GIVEN RECORDS>
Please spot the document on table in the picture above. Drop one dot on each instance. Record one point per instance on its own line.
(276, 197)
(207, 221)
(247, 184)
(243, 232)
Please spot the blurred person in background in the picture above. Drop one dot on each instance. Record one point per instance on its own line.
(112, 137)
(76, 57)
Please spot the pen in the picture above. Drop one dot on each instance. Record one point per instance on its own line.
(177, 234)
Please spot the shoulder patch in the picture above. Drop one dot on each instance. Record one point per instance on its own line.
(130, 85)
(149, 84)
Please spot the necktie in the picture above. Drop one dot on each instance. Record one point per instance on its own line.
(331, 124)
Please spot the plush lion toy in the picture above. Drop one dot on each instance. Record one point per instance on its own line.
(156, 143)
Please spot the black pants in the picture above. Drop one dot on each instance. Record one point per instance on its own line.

SET PROBLEM>
Write out each line of the data above again, exactly as given.

RESULT>
Please spot the document on table in the picture above. Drop one dot on each instance. Record one point per instance on its own line.
(276, 197)
(207, 221)
(247, 184)
(243, 232)
Please spot the blurred person in background in the picture above. Drop one dot on each instance. Record one point per instance on its own line.
(112, 137)
(76, 57)
Please spot the pen in the picture above. Drop one dot on each instance. Record one point per instance on its own line.
(177, 234)
Please spot the shoulder patch in the picture above. Drop one dot on each instance. Record one point per instance on its own line.
(130, 85)
(149, 84)
Please spot the necktie in the picture above. Drop one dot on each instance. Record one point per instance on its own line.
(331, 124)
Please spot the plush lion toy in the picture above. Drop one dot on each instance. Record one point per instance on its own line.
(156, 143)
Please spot the black pants in the picture above. Drop one dot on each instance. Record one point per instance on its own line.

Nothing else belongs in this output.